WHAT YOU NEED TO DO:
Copy the records below exactly as they appear.
⁂
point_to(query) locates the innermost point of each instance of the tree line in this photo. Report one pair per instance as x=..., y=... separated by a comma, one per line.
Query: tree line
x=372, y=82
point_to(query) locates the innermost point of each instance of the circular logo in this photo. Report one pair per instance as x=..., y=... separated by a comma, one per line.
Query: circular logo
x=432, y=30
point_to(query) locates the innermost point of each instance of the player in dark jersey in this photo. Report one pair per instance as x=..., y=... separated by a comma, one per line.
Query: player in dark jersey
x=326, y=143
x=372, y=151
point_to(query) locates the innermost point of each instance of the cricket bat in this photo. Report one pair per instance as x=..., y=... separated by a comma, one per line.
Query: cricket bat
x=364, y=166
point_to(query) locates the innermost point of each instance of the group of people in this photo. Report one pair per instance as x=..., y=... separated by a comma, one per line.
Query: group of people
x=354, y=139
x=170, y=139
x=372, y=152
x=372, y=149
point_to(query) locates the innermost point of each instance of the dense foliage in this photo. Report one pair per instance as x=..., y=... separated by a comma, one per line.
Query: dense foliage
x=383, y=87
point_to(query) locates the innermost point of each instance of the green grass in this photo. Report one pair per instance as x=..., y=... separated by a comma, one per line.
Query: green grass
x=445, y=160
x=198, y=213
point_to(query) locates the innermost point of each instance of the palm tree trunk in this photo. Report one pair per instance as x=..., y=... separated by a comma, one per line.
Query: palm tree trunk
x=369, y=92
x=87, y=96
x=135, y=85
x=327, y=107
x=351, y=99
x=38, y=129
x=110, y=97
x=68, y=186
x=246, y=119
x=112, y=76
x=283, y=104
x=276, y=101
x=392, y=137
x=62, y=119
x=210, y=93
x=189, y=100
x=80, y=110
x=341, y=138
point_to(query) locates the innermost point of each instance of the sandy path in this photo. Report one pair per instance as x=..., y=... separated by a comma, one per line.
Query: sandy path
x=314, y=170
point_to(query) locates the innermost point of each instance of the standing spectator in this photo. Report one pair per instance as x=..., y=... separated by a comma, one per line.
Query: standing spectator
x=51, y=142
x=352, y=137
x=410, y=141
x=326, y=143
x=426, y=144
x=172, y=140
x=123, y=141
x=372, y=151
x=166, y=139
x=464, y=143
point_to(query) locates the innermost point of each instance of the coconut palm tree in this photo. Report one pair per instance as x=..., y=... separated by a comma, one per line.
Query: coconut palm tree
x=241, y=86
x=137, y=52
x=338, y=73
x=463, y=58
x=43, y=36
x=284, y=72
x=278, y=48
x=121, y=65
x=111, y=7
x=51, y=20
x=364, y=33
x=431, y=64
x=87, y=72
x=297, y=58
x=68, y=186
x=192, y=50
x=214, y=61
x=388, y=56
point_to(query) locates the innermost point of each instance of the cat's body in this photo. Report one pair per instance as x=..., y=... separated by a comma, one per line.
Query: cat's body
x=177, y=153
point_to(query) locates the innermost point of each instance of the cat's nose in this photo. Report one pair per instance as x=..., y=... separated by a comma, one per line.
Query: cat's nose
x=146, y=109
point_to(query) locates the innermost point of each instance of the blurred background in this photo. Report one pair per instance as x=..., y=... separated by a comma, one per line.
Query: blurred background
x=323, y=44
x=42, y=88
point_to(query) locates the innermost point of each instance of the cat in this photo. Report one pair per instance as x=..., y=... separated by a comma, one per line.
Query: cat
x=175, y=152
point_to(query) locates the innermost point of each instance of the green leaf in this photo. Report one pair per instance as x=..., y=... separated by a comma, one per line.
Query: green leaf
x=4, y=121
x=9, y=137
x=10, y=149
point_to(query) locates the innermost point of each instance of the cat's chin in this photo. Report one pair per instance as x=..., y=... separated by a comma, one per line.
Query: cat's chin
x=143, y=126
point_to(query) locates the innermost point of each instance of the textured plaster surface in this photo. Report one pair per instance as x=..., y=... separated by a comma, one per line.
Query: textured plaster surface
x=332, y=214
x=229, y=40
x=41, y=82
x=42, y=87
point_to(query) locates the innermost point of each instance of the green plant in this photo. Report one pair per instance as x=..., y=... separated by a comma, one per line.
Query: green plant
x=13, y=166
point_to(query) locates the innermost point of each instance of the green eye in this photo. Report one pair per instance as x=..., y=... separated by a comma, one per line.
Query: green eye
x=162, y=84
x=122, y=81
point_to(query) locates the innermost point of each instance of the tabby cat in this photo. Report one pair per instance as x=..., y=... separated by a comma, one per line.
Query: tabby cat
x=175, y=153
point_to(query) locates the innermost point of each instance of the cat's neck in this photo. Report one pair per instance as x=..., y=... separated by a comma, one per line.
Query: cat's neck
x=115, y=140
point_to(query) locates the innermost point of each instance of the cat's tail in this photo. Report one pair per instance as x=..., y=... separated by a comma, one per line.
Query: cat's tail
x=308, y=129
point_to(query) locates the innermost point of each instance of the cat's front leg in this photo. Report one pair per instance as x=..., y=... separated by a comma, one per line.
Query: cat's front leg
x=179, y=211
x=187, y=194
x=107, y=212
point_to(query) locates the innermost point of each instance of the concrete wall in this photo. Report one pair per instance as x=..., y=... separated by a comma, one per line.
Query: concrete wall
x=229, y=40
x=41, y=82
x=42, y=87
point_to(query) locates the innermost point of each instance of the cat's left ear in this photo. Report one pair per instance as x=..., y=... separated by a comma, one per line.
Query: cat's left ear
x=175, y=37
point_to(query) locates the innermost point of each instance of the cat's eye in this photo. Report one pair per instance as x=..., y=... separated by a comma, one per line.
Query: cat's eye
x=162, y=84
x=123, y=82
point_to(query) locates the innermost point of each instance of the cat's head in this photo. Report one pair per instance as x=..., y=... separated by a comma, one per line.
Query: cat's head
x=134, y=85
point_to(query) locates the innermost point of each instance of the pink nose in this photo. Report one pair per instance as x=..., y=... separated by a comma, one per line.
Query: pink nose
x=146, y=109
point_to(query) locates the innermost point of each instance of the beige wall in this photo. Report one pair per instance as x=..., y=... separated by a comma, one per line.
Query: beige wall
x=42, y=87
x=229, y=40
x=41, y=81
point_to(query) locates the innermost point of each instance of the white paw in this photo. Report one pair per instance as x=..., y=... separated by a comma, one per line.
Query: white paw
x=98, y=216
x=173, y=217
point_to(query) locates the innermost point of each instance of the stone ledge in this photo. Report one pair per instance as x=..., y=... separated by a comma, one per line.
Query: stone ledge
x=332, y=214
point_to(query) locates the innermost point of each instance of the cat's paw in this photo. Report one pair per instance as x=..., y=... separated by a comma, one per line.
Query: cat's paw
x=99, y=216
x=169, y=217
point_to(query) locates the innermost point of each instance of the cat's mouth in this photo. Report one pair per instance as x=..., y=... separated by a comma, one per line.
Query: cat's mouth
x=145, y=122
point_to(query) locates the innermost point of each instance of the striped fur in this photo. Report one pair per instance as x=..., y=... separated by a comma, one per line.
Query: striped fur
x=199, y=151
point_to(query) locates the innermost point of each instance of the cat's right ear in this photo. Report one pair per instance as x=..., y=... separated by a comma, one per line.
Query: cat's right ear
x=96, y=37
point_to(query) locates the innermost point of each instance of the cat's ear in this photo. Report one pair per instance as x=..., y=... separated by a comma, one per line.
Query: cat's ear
⁂
CORRECT RESPONSE:
point_to(query) locates the innermost point of each instance of the tree line in this photo. Report one pair per instance as x=..., y=... separated by a comma, one per line.
Query: tree line
x=372, y=82
point_to(query) locates the innermost point of each instance of the circular logo in this photo. Report one pair per instance as x=..., y=... separated by a comma, one per line.
Query: circular logo
x=432, y=30
point_to(query) locates the innermost point of each instance of the player in dark jersey in this photo. Report one pair per instance as x=..., y=... separated by a comma, one per line.
Query: player in dark jersey
x=326, y=143
x=372, y=151
point_to(query) locates the innermost point of each instance of the cricket bat in this photo. Report one pair per instance as x=..., y=... separated by a comma, one per line.
Query: cricket bat
x=364, y=166
point_to(query) locates the innermost point of each instance of the group of people in this photo. Report one pair per instance as x=..., y=... separated by a comma, one per line.
Query: group of people
x=354, y=139
x=170, y=139
x=372, y=152
x=372, y=149
point_to(query) locates the innermost point of each instance of the dense foliage in this photo. Report one pair per instance as x=..., y=... separated by a comma, one per line.
Query: dense foliage
x=383, y=87
point_to(query) locates the innermost point of each instance of the green grass in this photo. Report one pair per instance as x=..., y=... separated by a comma, one per line.
Query: green grass
x=445, y=160
x=198, y=213
point_to(query) locates the innermost point of each instance of the palm tree trunk in this photo. Report one pair per instance as x=..., y=... separated by a comma, one per line.
Query: palm tree trunk
x=369, y=92
x=87, y=96
x=135, y=85
x=327, y=107
x=351, y=99
x=38, y=129
x=110, y=97
x=68, y=186
x=246, y=119
x=112, y=76
x=283, y=104
x=276, y=101
x=392, y=137
x=62, y=119
x=210, y=93
x=189, y=100
x=80, y=110
x=341, y=138
point_to(query) locates the innermost point of each instance of the sandy path in this photo. Report one pair per instance as x=..., y=... separated by a comma, one per line.
Query: sandy path
x=314, y=170
point_to(query) locates the innermost point of each instance of the standing spectator in this photo. Report one pair per instance as x=..., y=... separated by a comma, one per line.
Query: standing spectator
x=51, y=142
x=352, y=137
x=410, y=141
x=326, y=143
x=426, y=144
x=172, y=140
x=123, y=141
x=372, y=151
x=166, y=139
x=464, y=143
point_to(query) locates the innermost point of each instance of the coconut palm tree in this photo. Report one pair per instance as x=..., y=... separated by a comma, one per line.
Query: coconut palm tree
x=241, y=86
x=137, y=52
x=338, y=73
x=463, y=58
x=43, y=36
x=284, y=72
x=278, y=48
x=121, y=65
x=111, y=7
x=51, y=20
x=364, y=33
x=431, y=64
x=87, y=72
x=297, y=58
x=68, y=186
x=192, y=50
x=214, y=61
x=388, y=56
point_to(query) locates the innermost point of each instance of the cat's body in this photo. Report one pair per instance as x=..., y=... separated by a comma, one per line.
Query: cat's body
x=177, y=153
point_to(query) locates the innermost point of each instance of the cat's nose in this photo. Report one pair per instance as x=..., y=... separated by a comma, one per line.
Query: cat's nose
x=146, y=109
point_to(query) locates the innermost point of each instance of the blurred background in this photo. Report one pair per instance as x=..., y=... separated by a comma, one per line.
Query: blurred background
x=323, y=44
x=42, y=88
point_to(query) locates the innermost point of each instance of the cat in this photo. Report one pair per instance as x=..., y=... separated by a comma, one per line.
Query: cat
x=175, y=152
point_to(query) locates the innermost point of each instance of the green leaf in this photo. Report one pair per instance as x=..., y=... separated by a comma, one per line.
Query: green leaf
x=4, y=121
x=9, y=137
x=10, y=149
point_to(query) locates the innermost point of each instance of the cat's chin in this photo. Report one pair per instance as x=..., y=... separated by a comma, one per line.
Query: cat's chin
x=143, y=126
point_to(query) locates the innermost point of each instance of the textured plaster surface in this photo. Report one pair per instance as x=..., y=... separated by a comma, one per line.
Query: textured plaster surface
x=332, y=214
x=229, y=40
x=41, y=82
x=42, y=87
point_to(query) locates the innermost point of each instance of the green plant in this photo. Report one pair per instance as x=..., y=... separated by a comma, one per line.
Query: green plant
x=13, y=166
point_to(query) locates the innermost point of each instance of the green eye in this photo. Report one pair per instance as x=..., y=... separated by a comma, one per line.
Query: green eye
x=162, y=84
x=122, y=81
point_to(query) locates the innermost point of each instance of the tabby cat in this photo. Report one pair per instance as x=..., y=... separated by a comma, one per line.
Query: tabby cat
x=175, y=153
point_to(query) locates the innermost point of each instance of the cat's neck in this photo. Report one pair per instance as x=..., y=... separated by a comma, one per line.
Query: cat's neck
x=115, y=140
point_to(query) locates the innermost point of each instance of the cat's tail in this photo. Report one pair per instance as x=..., y=... separated by a comma, one per line.
Query: cat's tail
x=308, y=129
point_to(query) locates the innermost point of each instance of the cat's front leg in this photo. Report one pair per instance as x=..., y=... separated by a comma, one per line.
Query: cat's front leg
x=179, y=211
x=187, y=194
x=107, y=212
point_to(query) locates the innermost point of each instance of the concrete wall in this photo. Report one pair per instance as x=..., y=... separated by a comma, one per line.
Query: concrete wall
x=229, y=40
x=41, y=82
x=42, y=87
point_to(query) locates the innermost point of each instance of the cat's left ear in this photo. Report one pair per instance as x=..., y=... separated by a comma, one per line.
Query: cat's left ear
x=175, y=37
point_to(query) locates the innermost point of each instance of the cat's eye in this photo. Report one pair per instance as x=..., y=... separated by a comma, one per line.
Query: cat's eye
x=162, y=84
x=123, y=82
point_to(query) locates the innermost point of each instance of the cat's head in this photo. Report one pair per instance as x=..., y=... separated by a comma, one per line.
Query: cat's head
x=134, y=85
point_to(query) locates the innermost point of each instance of the pink nose in this photo. Report one pair per instance as x=..., y=... separated by a comma, one per line.
Query: pink nose
x=146, y=109
point_to(query) locates the innermost point of each instance of the beige wall in this photo. Report one pair per instance as x=..., y=... separated by a comma, one per line.
Query: beige wall
x=42, y=87
x=229, y=40
x=41, y=81
point_to(query) locates the innermost point of each instance of the white paw in this photo. Report one pair per instance as x=..., y=... separated by a comma, one per line.
Query: white paw
x=98, y=216
x=173, y=217
point_to(query) locates the innermost point of each instance of the stone ledge in this photo. Report one pair per instance as x=..., y=... separated by a comma, one per line.
Query: stone ledge
x=332, y=214
point_to(query) locates the innermost point of each instance of the cat's paw in this photo. Report one pair per instance as x=..., y=... separated by a comma, one per line.
Query: cat's paw
x=99, y=216
x=169, y=217
point_to(query) locates the innermost point of each instance of the cat's mouth in this photo. Report one pair per instance as x=..., y=... separated by a comma, one per line.
Query: cat's mouth
x=145, y=122
point_to(query) locates the innermost point of each instance of the striped fur in this photo. Report one pair per instance as x=..., y=... separated by a comma, one per line.
Query: striped fur
x=199, y=151
point_to(query) locates the innermost point of each instance of the cat's right ear in this photo. Report one pair per instance as x=..., y=... separated by a comma, one per line.
Query: cat's right ear
x=96, y=37
point_to(query) locates the innermost point of each instance of the cat's ear in this photo. Report one pair per instance as x=..., y=... separated by a comma, one per line.
Query: cat's ear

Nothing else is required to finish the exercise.